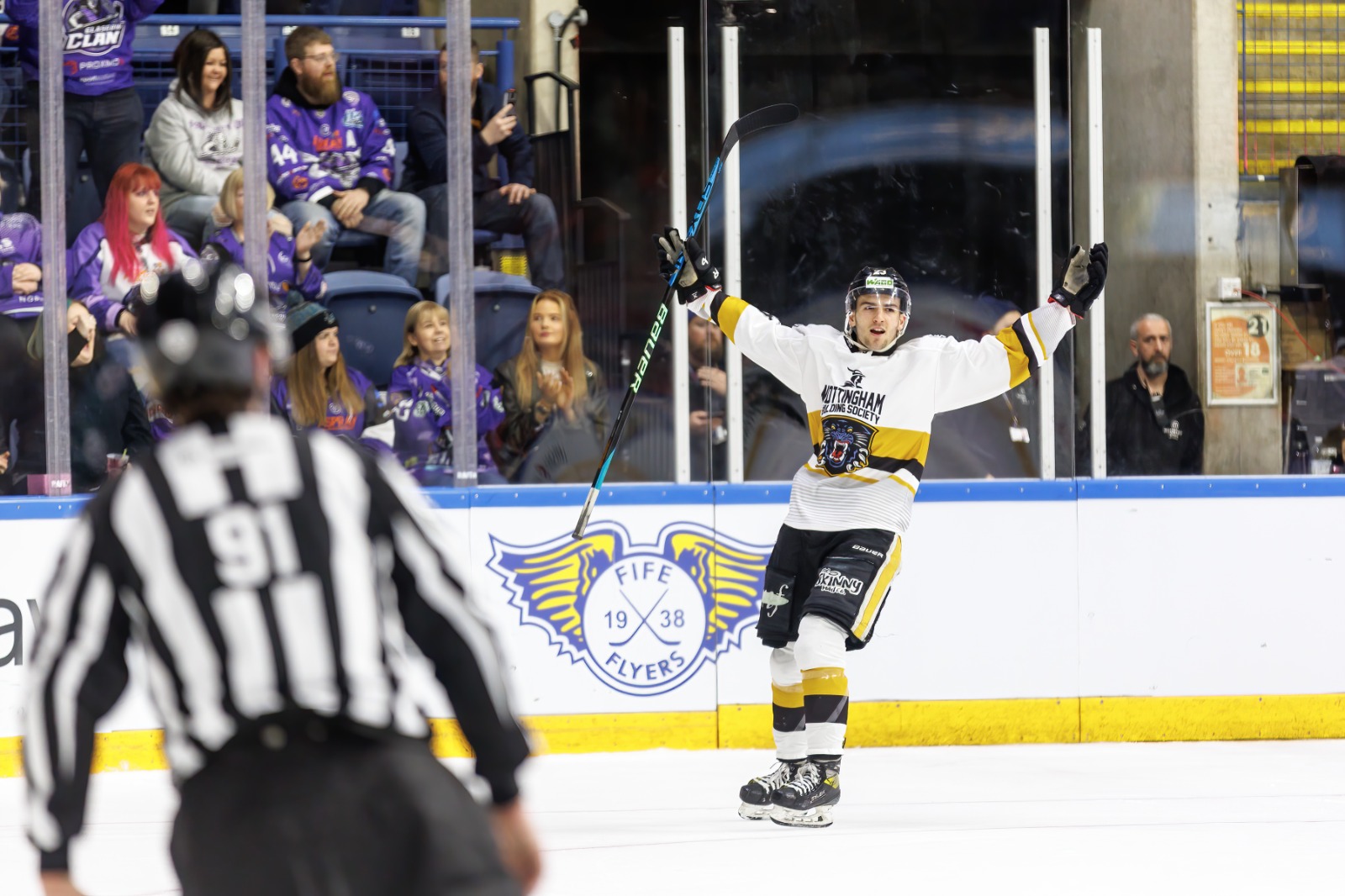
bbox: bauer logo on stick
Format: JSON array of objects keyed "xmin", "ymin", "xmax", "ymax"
[{"xmin": 487, "ymin": 524, "xmax": 771, "ymax": 696}]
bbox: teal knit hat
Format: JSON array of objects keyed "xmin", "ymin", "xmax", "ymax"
[{"xmin": 285, "ymin": 302, "xmax": 336, "ymax": 354}]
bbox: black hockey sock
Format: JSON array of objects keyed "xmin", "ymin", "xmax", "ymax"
[
  {"xmin": 771, "ymin": 685, "xmax": 809, "ymax": 759},
  {"xmin": 803, "ymin": 667, "xmax": 850, "ymax": 757}
]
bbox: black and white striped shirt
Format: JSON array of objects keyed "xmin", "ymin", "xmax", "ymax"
[{"xmin": 23, "ymin": 414, "xmax": 527, "ymax": 869}]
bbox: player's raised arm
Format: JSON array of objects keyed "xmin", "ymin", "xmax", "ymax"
[
  {"xmin": 655, "ymin": 228, "xmax": 807, "ymax": 392},
  {"xmin": 935, "ymin": 242, "xmax": 1107, "ymax": 412}
]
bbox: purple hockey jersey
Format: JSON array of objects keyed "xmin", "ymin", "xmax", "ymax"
[
  {"xmin": 266, "ymin": 70, "xmax": 397, "ymax": 202},
  {"xmin": 388, "ymin": 361, "xmax": 504, "ymax": 486},
  {"xmin": 5, "ymin": 0, "xmax": 163, "ymax": 97},
  {"xmin": 0, "ymin": 213, "xmax": 42, "ymax": 320},
  {"xmin": 271, "ymin": 367, "xmax": 374, "ymax": 440},
  {"xmin": 66, "ymin": 220, "xmax": 197, "ymax": 332},
  {"xmin": 210, "ymin": 228, "xmax": 327, "ymax": 308}
]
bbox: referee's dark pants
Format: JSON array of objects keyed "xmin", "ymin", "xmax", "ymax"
[{"xmin": 171, "ymin": 721, "xmax": 520, "ymax": 896}]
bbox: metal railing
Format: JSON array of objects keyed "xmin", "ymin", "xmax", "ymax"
[{"xmin": 1237, "ymin": 3, "xmax": 1345, "ymax": 177}]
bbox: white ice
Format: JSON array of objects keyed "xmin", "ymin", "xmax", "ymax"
[{"xmin": 0, "ymin": 741, "xmax": 1345, "ymax": 896}]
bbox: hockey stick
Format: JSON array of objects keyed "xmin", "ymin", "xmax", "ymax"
[{"xmin": 572, "ymin": 103, "xmax": 799, "ymax": 538}]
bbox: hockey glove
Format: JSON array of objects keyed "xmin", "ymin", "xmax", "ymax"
[
  {"xmin": 654, "ymin": 228, "xmax": 724, "ymax": 320},
  {"xmin": 1051, "ymin": 242, "xmax": 1107, "ymax": 318}
]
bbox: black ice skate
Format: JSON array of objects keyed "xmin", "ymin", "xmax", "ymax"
[
  {"xmin": 738, "ymin": 759, "xmax": 809, "ymax": 820},
  {"xmin": 771, "ymin": 760, "xmax": 841, "ymax": 827}
]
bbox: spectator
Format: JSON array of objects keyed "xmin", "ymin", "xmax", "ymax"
[
  {"xmin": 9, "ymin": 304, "xmax": 152, "ymax": 493},
  {"xmin": 1078, "ymin": 314, "xmax": 1205, "ymax": 477},
  {"xmin": 66, "ymin": 161, "xmax": 197, "ymax": 336},
  {"xmin": 271, "ymin": 302, "xmax": 388, "ymax": 441},
  {"xmin": 493, "ymin": 289, "xmax": 607, "ymax": 482},
  {"xmin": 388, "ymin": 302, "xmax": 504, "ymax": 484},
  {"xmin": 204, "ymin": 168, "xmax": 327, "ymax": 309},
  {"xmin": 5, "ymin": 0, "xmax": 163, "ymax": 218},
  {"xmin": 686, "ymin": 315, "xmax": 729, "ymax": 480},
  {"xmin": 145, "ymin": 29, "xmax": 244, "ymax": 248},
  {"xmin": 406, "ymin": 40, "xmax": 565, "ymax": 289},
  {"xmin": 0, "ymin": 173, "xmax": 42, "ymax": 330},
  {"xmin": 266, "ymin": 25, "xmax": 425, "ymax": 287}
]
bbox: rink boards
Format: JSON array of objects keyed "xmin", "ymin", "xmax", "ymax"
[{"xmin": 0, "ymin": 477, "xmax": 1345, "ymax": 775}]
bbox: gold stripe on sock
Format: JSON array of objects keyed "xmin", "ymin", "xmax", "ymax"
[{"xmin": 803, "ymin": 666, "xmax": 850, "ymax": 697}]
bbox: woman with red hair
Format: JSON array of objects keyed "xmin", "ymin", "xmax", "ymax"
[{"xmin": 66, "ymin": 161, "xmax": 197, "ymax": 336}]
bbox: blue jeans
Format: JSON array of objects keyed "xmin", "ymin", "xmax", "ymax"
[
  {"xmin": 164, "ymin": 193, "xmax": 219, "ymax": 251},
  {"xmin": 280, "ymin": 190, "xmax": 425, "ymax": 287}
]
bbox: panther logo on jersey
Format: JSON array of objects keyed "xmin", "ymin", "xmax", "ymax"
[
  {"xmin": 818, "ymin": 417, "xmax": 876, "ymax": 477},
  {"xmin": 487, "ymin": 524, "xmax": 778, "ymax": 697}
]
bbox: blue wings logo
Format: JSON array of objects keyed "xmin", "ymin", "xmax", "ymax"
[{"xmin": 487, "ymin": 524, "xmax": 771, "ymax": 696}]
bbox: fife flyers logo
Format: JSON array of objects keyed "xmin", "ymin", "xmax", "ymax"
[{"xmin": 487, "ymin": 524, "xmax": 771, "ymax": 696}]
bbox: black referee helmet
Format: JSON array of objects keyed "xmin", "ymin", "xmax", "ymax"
[{"xmin": 138, "ymin": 258, "xmax": 289, "ymax": 403}]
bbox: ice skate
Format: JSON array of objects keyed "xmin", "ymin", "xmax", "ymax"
[
  {"xmin": 738, "ymin": 759, "xmax": 807, "ymax": 820},
  {"xmin": 771, "ymin": 762, "xmax": 841, "ymax": 827}
]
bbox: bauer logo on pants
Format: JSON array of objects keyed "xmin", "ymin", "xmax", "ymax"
[{"xmin": 487, "ymin": 524, "xmax": 771, "ymax": 696}]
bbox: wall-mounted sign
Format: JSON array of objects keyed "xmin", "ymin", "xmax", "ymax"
[{"xmin": 1205, "ymin": 302, "xmax": 1279, "ymax": 405}]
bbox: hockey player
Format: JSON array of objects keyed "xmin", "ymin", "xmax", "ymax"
[{"xmin": 659, "ymin": 229, "xmax": 1107, "ymax": 827}]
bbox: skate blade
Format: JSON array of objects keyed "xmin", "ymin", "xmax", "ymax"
[{"xmin": 771, "ymin": 806, "xmax": 832, "ymax": 827}]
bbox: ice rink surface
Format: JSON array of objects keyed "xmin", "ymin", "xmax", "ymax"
[{"xmin": 0, "ymin": 741, "xmax": 1345, "ymax": 896}]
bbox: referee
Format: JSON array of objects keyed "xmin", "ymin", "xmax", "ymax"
[{"xmin": 23, "ymin": 262, "xmax": 540, "ymax": 896}]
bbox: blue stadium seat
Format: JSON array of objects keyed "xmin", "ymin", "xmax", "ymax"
[
  {"xmin": 435, "ymin": 271, "xmax": 541, "ymax": 370},
  {"xmin": 324, "ymin": 271, "xmax": 422, "ymax": 389}
]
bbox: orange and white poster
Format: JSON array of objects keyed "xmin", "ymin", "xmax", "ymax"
[{"xmin": 1205, "ymin": 303, "xmax": 1279, "ymax": 405}]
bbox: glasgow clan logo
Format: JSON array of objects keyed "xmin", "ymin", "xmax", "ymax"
[
  {"xmin": 487, "ymin": 524, "xmax": 771, "ymax": 696},
  {"xmin": 818, "ymin": 417, "xmax": 874, "ymax": 477}
]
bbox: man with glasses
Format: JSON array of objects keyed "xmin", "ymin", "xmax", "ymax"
[
  {"xmin": 406, "ymin": 40, "xmax": 565, "ymax": 289},
  {"xmin": 266, "ymin": 25, "xmax": 425, "ymax": 287},
  {"xmin": 1078, "ymin": 314, "xmax": 1205, "ymax": 477}
]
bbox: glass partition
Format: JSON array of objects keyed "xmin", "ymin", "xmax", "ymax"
[{"xmin": 8, "ymin": 0, "xmax": 1345, "ymax": 493}]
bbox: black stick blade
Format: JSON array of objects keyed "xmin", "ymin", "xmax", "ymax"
[{"xmin": 720, "ymin": 103, "xmax": 799, "ymax": 159}]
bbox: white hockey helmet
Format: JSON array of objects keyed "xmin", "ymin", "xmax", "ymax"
[{"xmin": 842, "ymin": 265, "xmax": 910, "ymax": 349}]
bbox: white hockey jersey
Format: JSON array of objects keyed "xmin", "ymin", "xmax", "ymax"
[{"xmin": 715, "ymin": 296, "xmax": 1074, "ymax": 534}]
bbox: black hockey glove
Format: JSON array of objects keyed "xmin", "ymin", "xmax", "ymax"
[
  {"xmin": 1051, "ymin": 242, "xmax": 1107, "ymax": 318},
  {"xmin": 654, "ymin": 228, "xmax": 724, "ymax": 318}
]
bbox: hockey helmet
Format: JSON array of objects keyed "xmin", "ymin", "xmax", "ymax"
[
  {"xmin": 845, "ymin": 265, "xmax": 910, "ymax": 342},
  {"xmin": 136, "ymin": 258, "xmax": 289, "ymax": 401}
]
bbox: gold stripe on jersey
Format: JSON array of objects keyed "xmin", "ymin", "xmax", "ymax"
[
  {"xmin": 803, "ymin": 666, "xmax": 850, "ymax": 697},
  {"xmin": 850, "ymin": 535, "xmax": 901, "ymax": 640},
  {"xmin": 715, "ymin": 296, "xmax": 751, "ymax": 340},
  {"xmin": 771, "ymin": 683, "xmax": 803, "ymax": 709},
  {"xmin": 1020, "ymin": 315, "xmax": 1051, "ymax": 363},
  {"xmin": 805, "ymin": 410, "xmax": 930, "ymax": 478},
  {"xmin": 995, "ymin": 327, "xmax": 1031, "ymax": 389},
  {"xmin": 869, "ymin": 426, "xmax": 930, "ymax": 471}
]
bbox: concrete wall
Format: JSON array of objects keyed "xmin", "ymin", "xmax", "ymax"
[{"xmin": 1074, "ymin": 0, "xmax": 1279, "ymax": 473}]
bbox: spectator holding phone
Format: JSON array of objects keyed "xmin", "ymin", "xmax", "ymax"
[{"xmin": 404, "ymin": 40, "xmax": 565, "ymax": 289}]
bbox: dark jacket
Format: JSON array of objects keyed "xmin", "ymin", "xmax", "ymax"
[
  {"xmin": 402, "ymin": 81, "xmax": 533, "ymax": 197},
  {"xmin": 487, "ymin": 358, "xmax": 607, "ymax": 482},
  {"xmin": 9, "ymin": 347, "xmax": 153, "ymax": 493},
  {"xmin": 1078, "ymin": 362, "xmax": 1205, "ymax": 477}
]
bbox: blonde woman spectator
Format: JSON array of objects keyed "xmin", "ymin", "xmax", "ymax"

=======

§ Consegna: Conta quante righe del materiale contengono la stringa "woman", distinguendo tra maiuscole e minuscole, e scrivi soltanto il numero.

§ Risultato: 2